Assigned task — Take the records below and copy them exactly.

Data supplied —

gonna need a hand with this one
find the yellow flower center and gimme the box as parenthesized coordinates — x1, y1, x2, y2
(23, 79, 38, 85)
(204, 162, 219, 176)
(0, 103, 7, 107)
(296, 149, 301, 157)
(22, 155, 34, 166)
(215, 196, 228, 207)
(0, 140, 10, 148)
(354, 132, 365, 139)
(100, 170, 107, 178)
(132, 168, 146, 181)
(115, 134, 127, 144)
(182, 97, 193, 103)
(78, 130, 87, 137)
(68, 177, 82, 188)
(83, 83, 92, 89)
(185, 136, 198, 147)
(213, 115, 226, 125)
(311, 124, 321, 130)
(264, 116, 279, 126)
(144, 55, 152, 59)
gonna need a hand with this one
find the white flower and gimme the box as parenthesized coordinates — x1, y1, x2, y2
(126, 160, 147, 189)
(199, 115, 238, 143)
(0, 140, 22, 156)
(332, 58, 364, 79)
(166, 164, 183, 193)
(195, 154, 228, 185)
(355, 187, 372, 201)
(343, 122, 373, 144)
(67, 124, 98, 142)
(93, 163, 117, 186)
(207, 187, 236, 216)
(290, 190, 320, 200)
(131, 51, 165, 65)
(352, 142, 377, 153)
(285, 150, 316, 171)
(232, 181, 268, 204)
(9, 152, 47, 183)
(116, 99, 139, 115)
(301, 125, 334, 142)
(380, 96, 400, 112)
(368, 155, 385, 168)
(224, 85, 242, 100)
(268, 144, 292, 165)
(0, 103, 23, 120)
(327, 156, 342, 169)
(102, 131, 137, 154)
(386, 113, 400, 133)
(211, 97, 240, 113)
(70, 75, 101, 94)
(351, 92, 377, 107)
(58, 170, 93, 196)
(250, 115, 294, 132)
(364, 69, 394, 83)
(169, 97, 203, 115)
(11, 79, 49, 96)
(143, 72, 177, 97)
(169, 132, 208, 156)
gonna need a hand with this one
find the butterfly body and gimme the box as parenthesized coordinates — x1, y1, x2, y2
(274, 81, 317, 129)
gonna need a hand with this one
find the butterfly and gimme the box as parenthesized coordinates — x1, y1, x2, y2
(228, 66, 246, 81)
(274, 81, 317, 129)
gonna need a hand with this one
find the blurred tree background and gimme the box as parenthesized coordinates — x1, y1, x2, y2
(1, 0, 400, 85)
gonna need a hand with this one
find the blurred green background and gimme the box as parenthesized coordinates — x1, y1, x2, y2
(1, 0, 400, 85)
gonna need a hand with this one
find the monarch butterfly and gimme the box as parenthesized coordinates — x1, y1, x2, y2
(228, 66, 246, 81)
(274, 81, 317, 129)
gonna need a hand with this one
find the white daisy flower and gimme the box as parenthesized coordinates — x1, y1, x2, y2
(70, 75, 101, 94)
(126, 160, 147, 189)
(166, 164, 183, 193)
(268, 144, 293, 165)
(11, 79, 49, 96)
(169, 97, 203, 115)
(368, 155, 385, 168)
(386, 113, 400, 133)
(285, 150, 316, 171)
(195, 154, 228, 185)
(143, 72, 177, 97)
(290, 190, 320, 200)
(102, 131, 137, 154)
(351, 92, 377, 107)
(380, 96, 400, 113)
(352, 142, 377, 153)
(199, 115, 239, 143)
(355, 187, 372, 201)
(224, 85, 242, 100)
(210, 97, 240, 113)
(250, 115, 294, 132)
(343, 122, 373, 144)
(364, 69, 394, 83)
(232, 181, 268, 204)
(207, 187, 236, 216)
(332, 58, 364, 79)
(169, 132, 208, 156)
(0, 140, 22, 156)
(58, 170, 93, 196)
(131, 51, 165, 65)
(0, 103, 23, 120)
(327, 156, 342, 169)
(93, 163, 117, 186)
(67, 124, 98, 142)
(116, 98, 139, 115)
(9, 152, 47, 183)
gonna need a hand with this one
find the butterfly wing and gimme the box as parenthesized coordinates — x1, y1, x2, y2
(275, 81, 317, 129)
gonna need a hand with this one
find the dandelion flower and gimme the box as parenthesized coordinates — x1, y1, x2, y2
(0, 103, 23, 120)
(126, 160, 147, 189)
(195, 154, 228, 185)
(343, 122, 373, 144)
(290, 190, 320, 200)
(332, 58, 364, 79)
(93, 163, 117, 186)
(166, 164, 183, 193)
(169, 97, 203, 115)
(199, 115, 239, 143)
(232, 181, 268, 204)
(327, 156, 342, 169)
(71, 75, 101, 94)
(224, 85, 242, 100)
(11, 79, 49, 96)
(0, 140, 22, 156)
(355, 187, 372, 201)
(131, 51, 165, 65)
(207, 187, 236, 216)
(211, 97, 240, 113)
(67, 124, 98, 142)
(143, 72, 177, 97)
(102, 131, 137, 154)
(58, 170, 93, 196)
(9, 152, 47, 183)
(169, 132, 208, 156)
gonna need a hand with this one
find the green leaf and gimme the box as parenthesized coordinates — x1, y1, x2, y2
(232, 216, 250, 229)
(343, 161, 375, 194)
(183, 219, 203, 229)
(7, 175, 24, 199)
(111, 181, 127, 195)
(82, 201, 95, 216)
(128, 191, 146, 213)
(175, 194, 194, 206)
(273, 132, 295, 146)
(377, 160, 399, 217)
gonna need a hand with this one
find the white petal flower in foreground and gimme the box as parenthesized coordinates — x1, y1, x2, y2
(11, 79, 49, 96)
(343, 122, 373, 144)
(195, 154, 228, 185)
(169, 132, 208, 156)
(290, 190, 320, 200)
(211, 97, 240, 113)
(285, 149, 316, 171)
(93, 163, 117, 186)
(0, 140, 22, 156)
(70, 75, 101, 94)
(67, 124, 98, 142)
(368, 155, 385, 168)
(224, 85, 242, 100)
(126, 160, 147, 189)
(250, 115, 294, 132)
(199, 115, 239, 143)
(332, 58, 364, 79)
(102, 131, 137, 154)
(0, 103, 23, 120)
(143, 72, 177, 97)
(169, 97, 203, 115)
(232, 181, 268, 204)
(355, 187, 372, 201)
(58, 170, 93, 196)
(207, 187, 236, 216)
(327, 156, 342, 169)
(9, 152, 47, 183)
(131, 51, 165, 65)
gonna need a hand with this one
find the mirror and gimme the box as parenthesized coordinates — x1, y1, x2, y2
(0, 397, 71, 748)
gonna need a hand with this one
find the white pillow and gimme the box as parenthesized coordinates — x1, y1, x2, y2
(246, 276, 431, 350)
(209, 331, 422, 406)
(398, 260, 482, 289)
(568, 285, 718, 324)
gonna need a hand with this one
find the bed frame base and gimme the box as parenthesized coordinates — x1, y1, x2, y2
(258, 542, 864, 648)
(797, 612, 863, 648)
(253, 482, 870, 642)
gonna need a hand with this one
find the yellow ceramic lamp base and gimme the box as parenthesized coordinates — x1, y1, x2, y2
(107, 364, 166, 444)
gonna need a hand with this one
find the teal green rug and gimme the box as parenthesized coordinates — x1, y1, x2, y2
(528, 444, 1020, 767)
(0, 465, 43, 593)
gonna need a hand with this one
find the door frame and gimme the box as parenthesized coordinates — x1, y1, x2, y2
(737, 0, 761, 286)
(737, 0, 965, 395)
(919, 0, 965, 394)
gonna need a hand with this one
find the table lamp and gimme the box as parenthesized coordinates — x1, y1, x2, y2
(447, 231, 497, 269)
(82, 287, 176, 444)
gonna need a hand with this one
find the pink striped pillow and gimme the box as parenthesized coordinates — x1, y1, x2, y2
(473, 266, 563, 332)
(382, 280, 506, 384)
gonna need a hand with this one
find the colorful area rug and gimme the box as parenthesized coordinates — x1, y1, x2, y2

Answer area —
gonna need a hand with this one
find the yellow flower center and gimme the box as parenthesized coordinates — x1, y1, x2, y2
(23, 79, 38, 85)
(204, 162, 219, 176)
(0, 103, 7, 107)
(296, 149, 301, 157)
(22, 155, 34, 166)
(215, 196, 228, 207)
(0, 140, 10, 148)
(354, 132, 365, 139)
(100, 170, 107, 178)
(132, 168, 146, 181)
(115, 134, 127, 144)
(182, 97, 193, 103)
(78, 130, 87, 137)
(68, 177, 82, 188)
(83, 83, 92, 89)
(185, 136, 198, 147)
(213, 115, 226, 125)
(311, 124, 321, 130)
(264, 116, 279, 126)
(144, 55, 152, 59)
gonna need a hand with this one
find the white flower and gimme the box as parenthesized coordinates — x1, y1, x2, y2
(126, 160, 147, 189)
(199, 115, 238, 143)
(0, 140, 22, 156)
(332, 58, 364, 79)
(166, 164, 183, 193)
(195, 154, 228, 185)
(355, 187, 372, 201)
(343, 122, 373, 144)
(67, 124, 98, 142)
(93, 163, 117, 186)
(207, 187, 236, 216)
(290, 190, 320, 200)
(131, 51, 165, 65)
(352, 142, 377, 153)
(285, 150, 316, 171)
(232, 181, 268, 204)
(9, 152, 47, 183)
(116, 99, 139, 115)
(301, 125, 334, 142)
(380, 96, 400, 112)
(368, 155, 385, 168)
(224, 85, 242, 100)
(268, 144, 292, 165)
(0, 103, 23, 120)
(327, 156, 342, 169)
(102, 131, 137, 154)
(386, 113, 400, 133)
(211, 97, 240, 113)
(70, 75, 101, 94)
(351, 92, 377, 107)
(58, 170, 93, 196)
(250, 115, 294, 132)
(364, 69, 394, 83)
(169, 97, 203, 115)
(11, 79, 49, 96)
(143, 72, 177, 97)
(169, 132, 208, 156)
gonna need a hand with this one
find the butterfly body and gimme the box as parenthesized coordinates — x1, y1, x2, y2
(274, 81, 317, 129)
gonna need a hand with this one
find the butterfly and gimme the box as parenthesized coordinates — x1, y1, x2, y2
(228, 66, 246, 81)
(274, 81, 317, 129)
gonna need a hand with this one
find the blurred tree background and gimme the box as parenthesized coordinates — x1, y1, x2, y2
(1, 0, 400, 85)
gonna need a hand with this one
find the blurred green background and gimme the box as parenthesized coordinates — x1, y1, x2, y2
(1, 0, 400, 85)
gonna need a hand with this one
find the monarch butterfly and gimme the box as parenthesized coordinates — x1, y1, x2, y2
(228, 66, 246, 81)
(274, 81, 317, 129)
gonna need a hand with this one
find the white daisy flower and gimme the box as parenthesized coordinates — x1, y1, x2, y2
(70, 75, 101, 94)
(126, 160, 147, 189)
(166, 164, 183, 193)
(268, 144, 293, 165)
(11, 79, 49, 96)
(169, 97, 203, 115)
(368, 155, 385, 168)
(386, 113, 400, 133)
(285, 150, 316, 171)
(195, 154, 228, 185)
(143, 72, 177, 97)
(290, 190, 320, 200)
(102, 131, 137, 154)
(351, 92, 377, 107)
(380, 96, 400, 113)
(352, 142, 377, 153)
(199, 115, 239, 143)
(355, 187, 372, 201)
(224, 85, 242, 100)
(210, 97, 240, 113)
(250, 115, 294, 132)
(343, 122, 373, 144)
(364, 69, 394, 83)
(232, 181, 268, 204)
(207, 187, 236, 216)
(332, 58, 364, 79)
(169, 132, 208, 156)
(0, 140, 22, 156)
(58, 170, 93, 196)
(131, 51, 165, 65)
(0, 103, 23, 120)
(327, 156, 342, 169)
(93, 163, 117, 186)
(67, 124, 98, 142)
(116, 98, 139, 115)
(9, 152, 47, 183)
gonna need a hand with this one
find the butterfly wing and gimme the box as parenthesized coordinates — x1, y1, x2, y2
(275, 81, 317, 129)
gonna need a hand with this one
find the dandelion flower and gimme the box as parenthesized coordinates — x1, y1, x2, y2
(0, 103, 23, 120)
(126, 160, 147, 189)
(195, 154, 228, 185)
(343, 122, 373, 144)
(290, 190, 320, 200)
(332, 58, 364, 79)
(93, 163, 117, 186)
(166, 164, 183, 193)
(169, 97, 203, 115)
(199, 115, 239, 143)
(232, 181, 268, 204)
(327, 156, 342, 169)
(71, 75, 101, 94)
(224, 85, 242, 100)
(11, 79, 49, 96)
(0, 140, 22, 156)
(355, 187, 372, 201)
(131, 51, 165, 65)
(207, 187, 236, 216)
(211, 97, 240, 113)
(67, 124, 98, 142)
(143, 72, 177, 97)
(102, 131, 137, 154)
(58, 170, 93, 196)
(9, 152, 47, 183)
(169, 132, 208, 156)
gonna need a hand with this one
find the green leaf and gimme the box as parenthesized coordinates — x1, y1, x2, y2
(232, 216, 250, 229)
(343, 161, 375, 194)
(183, 219, 203, 229)
(7, 175, 24, 199)
(111, 181, 127, 195)
(82, 201, 95, 216)
(128, 191, 146, 213)
(175, 194, 194, 206)
(273, 132, 295, 146)
(377, 160, 399, 217)
gonna need a hand with this one
find the white petal flower in foreground and gimme the box as parenthesized coordinates — x1, y1, x2, y2
(11, 79, 49, 96)
(343, 122, 373, 144)
(195, 154, 228, 185)
(169, 132, 208, 156)
(290, 190, 320, 200)
(211, 97, 240, 113)
(285, 149, 316, 171)
(93, 163, 117, 186)
(0, 140, 22, 156)
(70, 75, 101, 94)
(67, 124, 98, 142)
(368, 155, 385, 168)
(224, 85, 242, 100)
(126, 160, 147, 189)
(250, 115, 294, 132)
(199, 115, 239, 143)
(332, 58, 364, 79)
(102, 131, 137, 154)
(0, 103, 23, 120)
(143, 72, 177, 97)
(169, 97, 203, 115)
(232, 181, 268, 204)
(355, 187, 372, 201)
(58, 170, 93, 196)
(207, 187, 236, 216)
(327, 156, 342, 169)
(9, 152, 47, 183)
(131, 51, 165, 65)
gonna need a hand with this one
find the mirror and gimme the box as parenthesized coordinates — x1, y1, x2, y2
(0, 397, 71, 748)
gonna need a hand with this one
find the white pillow and gimme the box as parenthesized coordinates — x1, y1, x2, y2
(246, 276, 431, 350)
(209, 331, 422, 406)
(398, 260, 482, 289)
(568, 285, 718, 324)
gonna need a hand with this one
find the bed frame base and gimme the box as parenthesized coordinates — x1, y1, x2, y2
(258, 542, 864, 648)
(797, 612, 863, 648)
(253, 482, 870, 642)
gonna need a hand with this one
find the yellow ceramic lamp base and gimme the box as parenthesized coordinates — x1, y1, x2, y2
(107, 364, 166, 444)
gonna need a hand with this one
find the teal green rug and gimme the box as parenthesized coordinates — x1, y1, x2, y2
(528, 444, 1020, 767)
(0, 465, 43, 593)
gonna need a hand with this one
find the door frame and gimme the box as parenthesized coordinates — x1, y1, x2, y2
(737, 0, 761, 286)
(737, 0, 965, 395)
(919, 0, 965, 394)
gonna need a hand with this one
find the table lamp and gimme the box as parenthesized coordinates — x1, y1, x2, y2
(447, 231, 497, 269)
(82, 287, 176, 444)
gonna need a hand with this one
find the pink striped pillow and gimme the box as parenthesized coordinates — x1, y1, x2, y2
(473, 266, 563, 332)
(382, 280, 506, 384)
gonna need a hand with this one
find the colorful area rug and gimme the box as parenthesized coordinates — x1, y1, x2, y2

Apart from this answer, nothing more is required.